■ **Document section**:
□ □ □ □ □

# Made my first router ski/sled..pics



## Soapdish (Jan 18, 2010)

I still need to get some all thread so I can make everything adjustable, but I really had the bug to build up something quick to see how this was going to work. I'm really impressed at the job it does. This setup was kinda built just for playing with this slab of tree trunk. 

Jake


----------



## allthunbs (Jun 22, 2008)

Hi Jake:

Congratulations on your first set of skis.

Don't use allthread. You'll screw up your router base, even the Craftsman doesn't warrant that kind of abuse. I use drill rod available through your local machine shop -- welders often have it too.

I would suggest a short pair of skis, rod length about 12" to 16" for the Craftsman. The holes look kind of small from what I can see in your picture. I'm using 12mm drill rod on an Hitachi M12V, 12lbs, 3+ HP and 32" rods and I get little deflection. I'm still going to make a short pair, about 16" rods, for routine stuff. The holes in the Craftsman will dictate what you use. Alternatively, you can have the base machined with larger holes and the rods fit to that. 

My rod holes are not round but hexagonal in shape. This creates top and bottom bearing points that leaves adjustments perfectly repeatable. That's why you don't want to use allthread. It will chew away the base material faster than a rat can go through a strip of bacon throwing all of your repeat-ability out the window.

Hope this helps.


----------



## bobj3 (Jan 17, 2006)

Hi Ron

I need to disagree with you on the all thread rod, I have used my setup for about 2 years now and the base is just like it was new, I have 3 other ski setups and use all thread rod on them also, but I don't move the router up and down on the all thread, no need to..



=====

======


----------



## Soapdish (Jan 18, 2010)

I forgot who posted it, but the skis that have the router mounted on lexan, then the all thread attached to brackets is what I'm planning on doing. I had no intentions on modifying the base to make some fit.


----------



## bobj3 (Jan 17, 2006)

========


----------



## allthunbs (Jun 22, 2008)

Soapdish said:


> I forgot who posted it, but the skis that have the router mounted on lexan, then the all thread attached to brackets is what I'm planning on doing. I had no intentions on modifying the base to make some fit.


Hi Jake:

My apologies. I had wrongly assumed that you were going to use the router base as your rod mounting point. If you're going to use the suspended base plate method, allthread will work but you will be restricted in where and how you can move on the rods. The member supporting allthread hasn't tried the merits of this philosophy.

In the photo below is the scraping from only twice mounting my M12V on allthread rods. The first time was to experiment and the second was to show the ski structure in my notes. 

Now that I have moved over to drill rod I have far greater freedom. I use three points on the rods, the dead middle for template or pattern stuff, the extreme end for freehand carving that requires precise control and about the 3/4 point for freehand material removal as in a lap joint.

When the FAQ gets up and running I'll have a relatively complete set of notes on ski construction and usage.


----------



## bobj3 (Jan 17, 2006)

Hi Jake

"The member supporting allthread hasn't tried the merits of this philosophy"

The member has tried the rods and the philosophy  and did find out the rods is not worth the extra time and money, it's a KISS thing for me.(Keep-It-Simple-S**)

Ron and Harry forget sometimes that many don't use 20 lb. router tank for the ski router jobs and many routers don't have big holes for the rods..i.e. Porter Cable for just one of many .

==========


----------



## Soapdish (Jan 18, 2010)

I will take all of this into consideration. I'll make something work.


----------

□ □ □ □ □

■ **Record list**:
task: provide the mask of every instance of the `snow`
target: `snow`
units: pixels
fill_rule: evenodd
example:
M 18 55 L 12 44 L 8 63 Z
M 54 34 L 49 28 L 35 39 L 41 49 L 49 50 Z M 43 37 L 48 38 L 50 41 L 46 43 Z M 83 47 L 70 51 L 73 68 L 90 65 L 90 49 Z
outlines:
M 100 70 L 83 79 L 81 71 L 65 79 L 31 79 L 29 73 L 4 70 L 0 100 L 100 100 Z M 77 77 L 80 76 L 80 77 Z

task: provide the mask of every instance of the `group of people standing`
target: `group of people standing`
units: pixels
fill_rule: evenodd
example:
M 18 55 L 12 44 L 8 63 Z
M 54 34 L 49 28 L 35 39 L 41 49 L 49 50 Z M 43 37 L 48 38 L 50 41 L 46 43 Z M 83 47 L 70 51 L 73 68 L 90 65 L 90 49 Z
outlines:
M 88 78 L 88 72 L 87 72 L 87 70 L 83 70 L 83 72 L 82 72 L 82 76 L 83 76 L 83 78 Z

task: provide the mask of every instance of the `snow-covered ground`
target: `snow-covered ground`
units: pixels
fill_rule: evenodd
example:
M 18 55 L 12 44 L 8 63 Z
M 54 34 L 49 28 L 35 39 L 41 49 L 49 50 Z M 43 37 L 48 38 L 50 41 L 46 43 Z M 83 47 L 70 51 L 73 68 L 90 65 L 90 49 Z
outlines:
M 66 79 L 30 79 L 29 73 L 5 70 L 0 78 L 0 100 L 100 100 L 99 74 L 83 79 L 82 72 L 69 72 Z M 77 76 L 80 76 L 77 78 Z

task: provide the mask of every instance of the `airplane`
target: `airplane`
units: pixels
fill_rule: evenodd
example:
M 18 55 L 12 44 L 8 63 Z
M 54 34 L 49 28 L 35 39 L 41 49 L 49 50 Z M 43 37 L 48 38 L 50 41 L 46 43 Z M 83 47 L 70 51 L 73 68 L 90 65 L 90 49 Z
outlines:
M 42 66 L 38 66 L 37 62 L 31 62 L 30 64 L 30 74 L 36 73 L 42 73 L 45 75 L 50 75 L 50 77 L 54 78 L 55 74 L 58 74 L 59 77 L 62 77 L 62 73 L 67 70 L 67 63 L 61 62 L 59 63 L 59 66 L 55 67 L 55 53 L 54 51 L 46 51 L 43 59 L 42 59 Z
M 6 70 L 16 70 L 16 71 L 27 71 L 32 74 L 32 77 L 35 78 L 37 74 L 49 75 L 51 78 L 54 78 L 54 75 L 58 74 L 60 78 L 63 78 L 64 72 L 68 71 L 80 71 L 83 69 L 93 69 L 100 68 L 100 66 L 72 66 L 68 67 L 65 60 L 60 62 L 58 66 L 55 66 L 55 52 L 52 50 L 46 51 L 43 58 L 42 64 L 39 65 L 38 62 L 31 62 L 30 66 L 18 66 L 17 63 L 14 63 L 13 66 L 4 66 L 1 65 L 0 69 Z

□ □ □ □ □

In the router ski forum thread, what shape does allthunbs say his rod holes are?

Hexagonal.